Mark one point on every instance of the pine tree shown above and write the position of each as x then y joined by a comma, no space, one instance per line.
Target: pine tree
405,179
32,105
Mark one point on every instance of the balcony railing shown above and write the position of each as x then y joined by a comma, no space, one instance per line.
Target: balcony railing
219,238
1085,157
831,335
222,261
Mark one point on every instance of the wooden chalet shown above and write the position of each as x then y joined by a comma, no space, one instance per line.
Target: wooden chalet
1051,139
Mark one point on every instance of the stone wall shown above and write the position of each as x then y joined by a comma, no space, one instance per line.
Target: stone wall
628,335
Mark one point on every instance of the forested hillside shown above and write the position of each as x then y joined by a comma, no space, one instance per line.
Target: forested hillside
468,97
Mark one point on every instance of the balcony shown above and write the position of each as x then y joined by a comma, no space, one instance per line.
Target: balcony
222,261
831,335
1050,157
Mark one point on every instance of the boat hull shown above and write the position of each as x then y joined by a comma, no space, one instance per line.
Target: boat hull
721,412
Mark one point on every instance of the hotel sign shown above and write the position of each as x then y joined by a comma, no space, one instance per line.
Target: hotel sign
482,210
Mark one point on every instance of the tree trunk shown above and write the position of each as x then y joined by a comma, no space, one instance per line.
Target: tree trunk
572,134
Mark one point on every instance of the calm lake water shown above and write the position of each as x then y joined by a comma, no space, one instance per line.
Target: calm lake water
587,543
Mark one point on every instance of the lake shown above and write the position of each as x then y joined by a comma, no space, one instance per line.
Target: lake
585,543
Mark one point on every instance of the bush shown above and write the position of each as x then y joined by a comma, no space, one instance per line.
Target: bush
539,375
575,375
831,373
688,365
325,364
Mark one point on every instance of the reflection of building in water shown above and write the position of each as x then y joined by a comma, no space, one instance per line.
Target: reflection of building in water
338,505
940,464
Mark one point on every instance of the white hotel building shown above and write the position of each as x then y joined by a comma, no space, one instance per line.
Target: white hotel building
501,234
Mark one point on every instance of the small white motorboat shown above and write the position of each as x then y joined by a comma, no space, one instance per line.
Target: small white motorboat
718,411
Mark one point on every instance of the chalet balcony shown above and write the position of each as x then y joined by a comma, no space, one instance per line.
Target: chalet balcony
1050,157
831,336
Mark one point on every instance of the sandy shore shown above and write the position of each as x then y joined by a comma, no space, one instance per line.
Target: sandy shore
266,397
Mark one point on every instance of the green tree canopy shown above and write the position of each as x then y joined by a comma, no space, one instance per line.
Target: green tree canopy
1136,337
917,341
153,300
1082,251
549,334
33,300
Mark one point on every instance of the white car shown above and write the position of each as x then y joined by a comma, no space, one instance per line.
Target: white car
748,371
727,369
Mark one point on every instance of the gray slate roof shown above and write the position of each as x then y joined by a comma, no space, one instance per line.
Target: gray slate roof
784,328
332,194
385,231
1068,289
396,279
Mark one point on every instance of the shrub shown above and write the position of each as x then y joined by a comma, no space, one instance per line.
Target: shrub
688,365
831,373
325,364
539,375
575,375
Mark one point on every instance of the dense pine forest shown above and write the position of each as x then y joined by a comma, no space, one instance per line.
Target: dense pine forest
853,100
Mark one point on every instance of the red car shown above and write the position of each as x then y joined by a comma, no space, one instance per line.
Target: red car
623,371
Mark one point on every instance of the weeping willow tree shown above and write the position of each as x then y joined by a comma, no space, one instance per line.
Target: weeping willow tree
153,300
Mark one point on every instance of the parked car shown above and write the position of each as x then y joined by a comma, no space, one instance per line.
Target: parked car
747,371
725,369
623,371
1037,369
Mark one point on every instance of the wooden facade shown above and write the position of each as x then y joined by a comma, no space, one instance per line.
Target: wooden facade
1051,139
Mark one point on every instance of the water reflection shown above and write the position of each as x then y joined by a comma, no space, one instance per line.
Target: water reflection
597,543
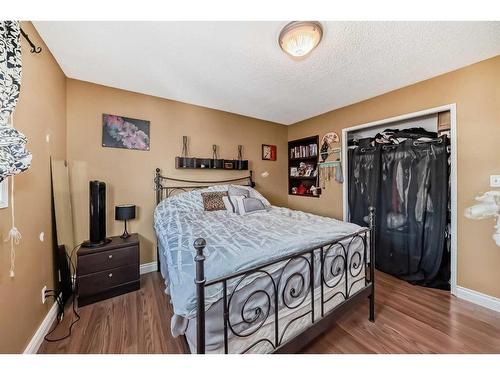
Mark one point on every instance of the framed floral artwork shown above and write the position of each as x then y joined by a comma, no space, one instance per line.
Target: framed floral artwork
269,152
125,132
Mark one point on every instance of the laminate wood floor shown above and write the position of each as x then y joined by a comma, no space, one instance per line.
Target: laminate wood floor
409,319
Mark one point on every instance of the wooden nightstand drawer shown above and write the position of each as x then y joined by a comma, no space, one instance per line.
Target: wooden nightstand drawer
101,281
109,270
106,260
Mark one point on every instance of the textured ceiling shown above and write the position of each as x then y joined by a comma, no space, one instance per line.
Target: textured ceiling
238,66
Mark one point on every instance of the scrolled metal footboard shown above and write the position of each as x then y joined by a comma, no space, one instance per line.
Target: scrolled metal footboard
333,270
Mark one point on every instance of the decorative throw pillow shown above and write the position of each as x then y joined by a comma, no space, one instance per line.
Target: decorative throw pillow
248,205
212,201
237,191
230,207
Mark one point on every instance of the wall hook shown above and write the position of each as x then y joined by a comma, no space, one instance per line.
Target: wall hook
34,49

### Deine Aufgabe
Gib sämtliche Zeilen der Daten oben als Markdown-Tabelle mit den Spalten „Nummer“ und „Zeile“ wieder, wobei jede Zeile eine fortlaufende Nummer erhält und Leerzeilen wegfallen. Übernimm die Bilder nicht in die Antwort.

### Richtige Antwort
| Nummer | Zeile |
|---|---|
| 1 | Mark one point on every instance of the pine tree shown above and write the position of each as x then y joined by a comma, no space, one instance per line. |
| 2 | Target: pine tree |
| 3 | 405,179 |
| 4 | 32,105 |
| 5 | Mark one point on every instance of the balcony railing shown above and write the position of each as x then y joined by a comma, no space, one instance per line. |
| 6 | Target: balcony railing |
| 7 | 219,238 |
| 8 | 1085,157 |
| 9 | 831,335 |
| 10 | 222,261 |
| 11 | Mark one point on every instance of the wooden chalet shown above and write the position of each as x then y joined by a comma, no space, one instance per line. |
| 12 | Target: wooden chalet |
| 13 | 1051,139 |
| 14 | Mark one point on every instance of the stone wall shown above and write the position of each as x then y joined by a comma, no space, one instance per line. |
| 15 | Target: stone wall |
| 16 | 628,335 |
| 17 | Mark one point on every instance of the forested hillside shown above and write the position of each as x then y joined by a comma, no space, one instance per line. |
| 18 | Target: forested hillside |
| 19 | 468,97 |
| 20 | Mark one point on every instance of the balcony shown above and write the position of each as x then y joined by a comma, no space, one instance per line. |
| 21 | Target: balcony |
| 22 | 222,261 |
| 23 | 831,335 |
| 24 | 1050,157 |
| 25 | Mark one point on every instance of the boat hull shown above and write the position of each as x then y joined by a comma, no space, one instance per line. |
| 26 | Target: boat hull |
| 27 | 721,412 |
| 28 | Mark one point on every instance of the hotel sign shown above and write the position of each as x then y joined by a comma, no space, one instance per line. |
| 29 | Target: hotel sign |
| 30 | 482,210 |
| 31 | Mark one point on every instance of the tree trunk shown above and write the position of each as x then y joined by a comma, no space, one instance per line. |
| 32 | Target: tree trunk |
| 33 | 572,134 |
| 34 | Mark one point on every instance of the calm lake water shown above and write the position of each as x then y joined by a comma, no space, one instance per line. |
| 35 | Target: calm lake water |
| 36 | 587,543 |
| 37 | Mark one point on every instance of the lake shown above and write the position of each as x then y joined by a comma, no space, one instance per line. |
| 38 | Target: lake |
| 39 | 585,543 |
| 40 | Mark one point on every instance of the bush shown above and write the position of each as x then y joined by a comma, no space, one instance per line. |
| 41 | Target: bush |
| 42 | 539,375 |
| 43 | 575,375 |
| 44 | 831,373 |
| 45 | 688,365 |
| 46 | 325,364 |
| 47 | Mark one point on every instance of the reflection of building in water shown above and write the position of each as x then y joined by a comma, no space, one instance per line. |
| 48 | Target: reflection of building in water |
| 49 | 338,505 |
| 50 | 940,464 |
| 51 | Mark one point on every instance of the white hotel building shown above and write the position of each as x then y joined by a comma, no space, one instance per line. |
| 52 | Target: white hotel building |
| 53 | 501,234 |
| 54 | Mark one point on every instance of the small white motorboat shown above and write the position of each as x then y joined by a comma, no space, one instance per line. |
| 55 | Target: small white motorboat |
| 56 | 718,411 |
| 57 | Mark one point on every instance of the chalet balcony shown above and write the position of each as x then y joined by a comma, no space, one instance per line. |
| 58 | Target: chalet balcony |
| 59 | 1050,157 |
| 60 | 831,336 |
| 61 | Mark one point on every instance of the sandy shore shown above and write the position of each as x then y joined by a comma, no space, one instance per line. |
| 62 | Target: sandy shore |
| 63 | 266,397 |
| 64 | Mark one point on every instance of the green tree canopy shown above and write the position of each as x then y joined by a comma, no space, one instance per line. |
| 65 | Target: green tree canopy |
| 66 | 1136,337 |
| 67 | 917,341 |
| 68 | 153,300 |
| 69 | 1082,251 |
| 70 | 549,334 |
| 71 | 33,300 |
| 72 | Mark one point on every instance of the white car shown above and write the position of each as x then y joined by a comma, no space, one instance per line. |
| 73 | Target: white car |
| 74 | 748,371 |
| 75 | 727,369 |
| 76 | Mark one point on every instance of the gray slate roof shown above and write the position of each as x then y joined by a comma, no space, one instance per line. |
| 77 | Target: gray slate roof |
| 78 | 784,328 |
| 79 | 332,194 |
| 80 | 385,231 |
| 81 | 1068,289 |
| 82 | 396,279 |
| 83 | Mark one point on every instance of the shrub shown above and write the position of each as x then y joined by a comma, no space, one instance per line. |
| 84 | Target: shrub |
| 85 | 688,365 |
| 86 | 831,373 |
| 87 | 325,364 |
| 88 | 539,375 |
| 89 | 575,375 |
| 90 | Mark one point on every instance of the dense pine forest shown above and write the position of each as x then y joined by a comma, no space, one instance per line. |
| 91 | Target: dense pine forest |
| 92 | 853,100 |
| 93 | Mark one point on every instance of the red car shown above and write the position of each as x then y joined by a comma, no space, one instance per line. |
| 94 | Target: red car |
| 95 | 623,371 |
| 96 | Mark one point on every instance of the weeping willow tree shown above and write the position of each as x then y joined by a comma, no space, one instance per line. |
| 97 | Target: weeping willow tree |
| 98 | 153,300 |
| 99 | Mark one point on every instance of the parked car shown above and write the position of each as x then y joined by a comma, no space, one instance per line. |
| 100 | Target: parked car |
| 101 | 747,371 |
| 102 | 725,369 |
| 103 | 623,371 |
| 104 | 1037,369 |
| 105 | Mark one point on every instance of the wooden facade shown above and write the position of each as x then y joined by a comma, no space, one instance per line. |
| 106 | Target: wooden facade |
| 107 | 1051,139 |
| 108 | Mark one point on every instance of the water reflection shown above and write the position of each as x then y joined by a comma, no space, one instance per line. |
| 109 | Target: water reflection |
| 110 | 597,543 |
| 111 | Mark one point on every instance of the framed floral artwork shown above and write the position of each as x then y joined by a comma, no space, one instance per line. |
| 112 | Target: framed floral artwork |
| 113 | 269,152 |
| 114 | 125,132 |
| 115 | Mark one point on every instance of the laminate wood floor shown above and write the position of each as x then y joined by a comma, no space, one instance per line. |
| 116 | Target: laminate wood floor |
| 117 | 409,319 |
| 118 | Mark one point on every instance of the wooden nightstand drawer shown above and write the position of each as x then y joined by a comma, no space, one instance per line. |
| 119 | Target: wooden nightstand drawer |
| 120 | 101,281 |
| 121 | 109,270 |
| 122 | 106,260 |
| 123 | Mark one point on every instance of the textured ceiling shown above and write the position of each as x then y joined by a comma, no space, one instance per line. |
| 124 | Target: textured ceiling |
| 125 | 238,66 |
| 126 | Mark one point on every instance of the scrolled metal footboard shown above and write the position of each as x then y joined by a comma, no space, one instance per line. |
| 127 | Target: scrolled metal footboard |
| 128 | 333,270 |
| 129 | Mark one point on every instance of the decorative throw pillow shown above and write the position of each as x then y joined by a comma, no space, one instance per line. |
| 130 | Target: decorative throw pillow |
| 131 | 248,205 |
| 132 | 212,201 |
| 133 | 237,191 |
| 134 | 230,207 |
| 135 | Mark one point on every instance of the wall hook shown above and write the position of each as x then y joined by a comma, no space, one instance per line. |
| 136 | Target: wall hook |
| 137 | 34,49 |